● **PROBLEM**
Write out, word for word, the part of the journal entry about the storm that begins at the words "The rain wasn’t" and stops after "necessitate immediate shedding.".

● **SELECTED PASSAGE**
···
Saturday, February 8, 2020

Tallahassee, Florida


My tent may no longer be bug-proof thanks to the scissor ants of Brasil, but it’s rainfly remains intact and water proof.  Thus I felt perfectly calm, confident of remaining dry, as I sat in the sanctity of my tent as a storm pelted us.  People had been warning me all day that a storm was approaching and even Janina in Chicago sent word of it, thanks to Tom Skilling and his WGN weather report. 

The rain wasn’t due to begin until six p.m., around nightfall.  I was hoping to ride right up to six and disappear into the forest I was riding through before the rain hit, getting me to within twenty miles of Tallahassee.  But the rain came an hour early forcing me to hurriedly set up my tent in the rain.  Fortunately it was just a light drizzle at that point, so my shoes didn’t take on much water, though my shorts absorbed enough water to necessitate immediate shedding.

As the storm intensified I had to put on ear plugs to hear the podcast I was listening to as the rain pounded the tent so hard and thunder and lightning went off every few minutes.  When a tree limb crashed upon my back it triggered a memory of being hit by my bike flung upon my tent as I lay sleeping by a maureder with a shotgun in Turkey.

I knew it was unlikely that I was under siege in this isolated nook of trees by someone who wanted my money, but a sign a few miles back alerted me that I was back in bear country, so I knew it was a possibility that I might have just been whacked by a bear.  After a few moments of tension, I felt assured that it had only been a tree limb.  I could only hope that none followed.   My chief concern was that the downpour might turn into a floodtide, but the storm passed before any water started gathering around me.
···
Data items
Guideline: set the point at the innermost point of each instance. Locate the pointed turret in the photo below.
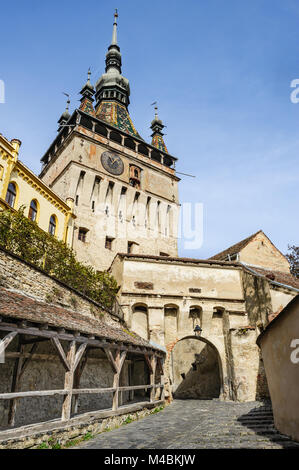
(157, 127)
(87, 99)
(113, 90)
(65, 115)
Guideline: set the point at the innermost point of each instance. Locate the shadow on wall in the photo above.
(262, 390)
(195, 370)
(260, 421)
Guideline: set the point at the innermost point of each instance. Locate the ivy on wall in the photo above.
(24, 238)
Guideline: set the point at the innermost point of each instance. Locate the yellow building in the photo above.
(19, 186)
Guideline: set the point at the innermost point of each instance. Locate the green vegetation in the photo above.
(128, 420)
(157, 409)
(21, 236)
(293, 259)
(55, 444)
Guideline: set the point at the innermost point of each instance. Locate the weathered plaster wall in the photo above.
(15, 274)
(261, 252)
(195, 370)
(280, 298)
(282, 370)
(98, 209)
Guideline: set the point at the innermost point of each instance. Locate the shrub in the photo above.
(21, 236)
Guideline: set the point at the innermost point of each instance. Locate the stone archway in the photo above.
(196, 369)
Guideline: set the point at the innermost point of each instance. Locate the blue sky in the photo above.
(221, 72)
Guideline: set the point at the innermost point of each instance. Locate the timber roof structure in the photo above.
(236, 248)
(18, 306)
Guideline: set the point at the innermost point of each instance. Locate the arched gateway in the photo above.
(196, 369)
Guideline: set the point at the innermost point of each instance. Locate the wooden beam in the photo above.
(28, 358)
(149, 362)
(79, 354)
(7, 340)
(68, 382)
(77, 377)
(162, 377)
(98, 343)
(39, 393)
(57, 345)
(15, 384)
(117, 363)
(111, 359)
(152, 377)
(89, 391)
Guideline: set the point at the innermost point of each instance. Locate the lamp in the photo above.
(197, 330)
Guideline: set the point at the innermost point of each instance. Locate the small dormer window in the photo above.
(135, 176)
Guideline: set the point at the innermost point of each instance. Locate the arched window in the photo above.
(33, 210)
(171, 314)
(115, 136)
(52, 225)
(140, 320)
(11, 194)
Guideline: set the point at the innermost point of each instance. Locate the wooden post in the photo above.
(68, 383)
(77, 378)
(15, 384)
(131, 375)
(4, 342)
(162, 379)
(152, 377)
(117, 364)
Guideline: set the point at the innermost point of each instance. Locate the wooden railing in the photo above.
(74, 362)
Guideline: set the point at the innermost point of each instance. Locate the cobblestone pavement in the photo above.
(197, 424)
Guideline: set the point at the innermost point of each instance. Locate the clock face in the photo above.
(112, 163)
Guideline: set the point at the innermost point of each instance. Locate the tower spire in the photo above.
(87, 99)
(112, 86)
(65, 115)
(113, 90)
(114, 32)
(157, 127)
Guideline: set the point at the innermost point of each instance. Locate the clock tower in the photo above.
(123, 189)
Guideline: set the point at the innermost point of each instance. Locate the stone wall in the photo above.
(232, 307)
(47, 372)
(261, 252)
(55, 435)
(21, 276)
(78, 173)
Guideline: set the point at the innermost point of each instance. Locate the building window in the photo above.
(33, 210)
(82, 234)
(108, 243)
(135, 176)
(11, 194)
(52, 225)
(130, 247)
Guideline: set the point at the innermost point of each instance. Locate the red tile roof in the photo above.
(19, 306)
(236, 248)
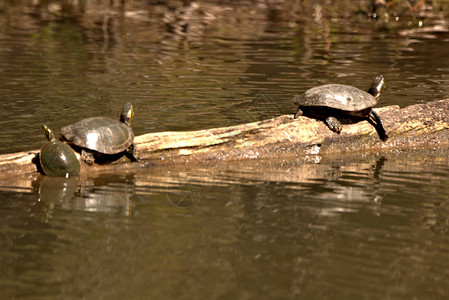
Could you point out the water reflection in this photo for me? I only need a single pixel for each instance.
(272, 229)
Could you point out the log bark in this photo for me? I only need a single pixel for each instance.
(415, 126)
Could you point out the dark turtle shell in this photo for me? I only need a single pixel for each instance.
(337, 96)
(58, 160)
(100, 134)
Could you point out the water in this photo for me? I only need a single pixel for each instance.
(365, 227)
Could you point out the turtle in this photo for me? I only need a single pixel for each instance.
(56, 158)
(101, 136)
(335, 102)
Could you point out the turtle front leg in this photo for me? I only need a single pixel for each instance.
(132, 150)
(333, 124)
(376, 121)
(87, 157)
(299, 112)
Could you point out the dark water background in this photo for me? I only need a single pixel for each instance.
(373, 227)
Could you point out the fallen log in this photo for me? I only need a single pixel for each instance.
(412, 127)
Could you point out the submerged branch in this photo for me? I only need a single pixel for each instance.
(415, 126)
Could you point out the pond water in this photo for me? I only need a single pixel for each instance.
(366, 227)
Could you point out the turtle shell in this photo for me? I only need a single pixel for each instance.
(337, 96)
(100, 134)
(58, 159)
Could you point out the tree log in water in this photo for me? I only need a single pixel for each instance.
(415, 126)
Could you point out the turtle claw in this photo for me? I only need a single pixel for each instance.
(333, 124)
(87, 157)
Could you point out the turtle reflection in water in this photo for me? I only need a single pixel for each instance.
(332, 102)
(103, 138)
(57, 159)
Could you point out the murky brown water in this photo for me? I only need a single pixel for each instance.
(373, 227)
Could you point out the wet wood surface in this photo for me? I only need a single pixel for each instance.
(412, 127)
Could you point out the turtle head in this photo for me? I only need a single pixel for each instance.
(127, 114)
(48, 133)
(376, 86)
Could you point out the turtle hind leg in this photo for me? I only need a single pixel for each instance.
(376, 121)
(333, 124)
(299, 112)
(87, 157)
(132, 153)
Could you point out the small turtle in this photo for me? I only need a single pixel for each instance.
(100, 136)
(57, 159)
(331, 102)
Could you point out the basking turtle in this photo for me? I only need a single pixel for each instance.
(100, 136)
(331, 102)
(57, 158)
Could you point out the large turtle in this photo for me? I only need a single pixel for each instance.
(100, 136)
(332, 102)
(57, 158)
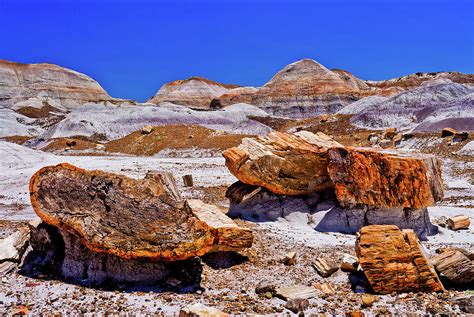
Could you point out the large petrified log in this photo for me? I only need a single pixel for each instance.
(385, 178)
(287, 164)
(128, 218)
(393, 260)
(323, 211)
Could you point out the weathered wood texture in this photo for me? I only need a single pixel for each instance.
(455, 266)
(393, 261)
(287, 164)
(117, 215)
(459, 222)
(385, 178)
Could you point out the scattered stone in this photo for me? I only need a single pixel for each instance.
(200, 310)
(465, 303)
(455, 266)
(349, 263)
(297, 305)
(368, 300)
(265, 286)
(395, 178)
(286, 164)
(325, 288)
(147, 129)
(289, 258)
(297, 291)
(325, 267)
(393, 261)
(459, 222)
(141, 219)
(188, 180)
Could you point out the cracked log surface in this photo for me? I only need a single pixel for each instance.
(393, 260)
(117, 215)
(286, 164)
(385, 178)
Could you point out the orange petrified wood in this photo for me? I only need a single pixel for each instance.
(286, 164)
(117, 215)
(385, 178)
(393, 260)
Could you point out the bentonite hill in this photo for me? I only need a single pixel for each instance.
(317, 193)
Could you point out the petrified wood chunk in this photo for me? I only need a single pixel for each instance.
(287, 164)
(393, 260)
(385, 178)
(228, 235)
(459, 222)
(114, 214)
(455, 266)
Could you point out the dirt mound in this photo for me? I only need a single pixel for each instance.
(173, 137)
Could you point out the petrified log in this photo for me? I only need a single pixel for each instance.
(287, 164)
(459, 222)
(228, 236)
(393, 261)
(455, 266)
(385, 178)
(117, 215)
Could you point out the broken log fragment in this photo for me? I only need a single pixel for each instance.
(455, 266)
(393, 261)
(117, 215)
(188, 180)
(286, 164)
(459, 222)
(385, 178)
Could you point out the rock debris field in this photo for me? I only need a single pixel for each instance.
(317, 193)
···
● **PROBLEM SOLUTION**
The rain wasn’t due to begin until six p.m., around nightfall.  I was hoping to ride right up to six and disappear into the forest I was riding through before the rain hit, getting me to within twenty miles of Tallahassee.  But the rain came an hour early forcing me to hurriedly set up my tent in the rain.  Fortunately it was just a light drizzle at that point, so my shoes didn’t take on much water, though my shorts absorbed enough water to necessitate immediate shedding.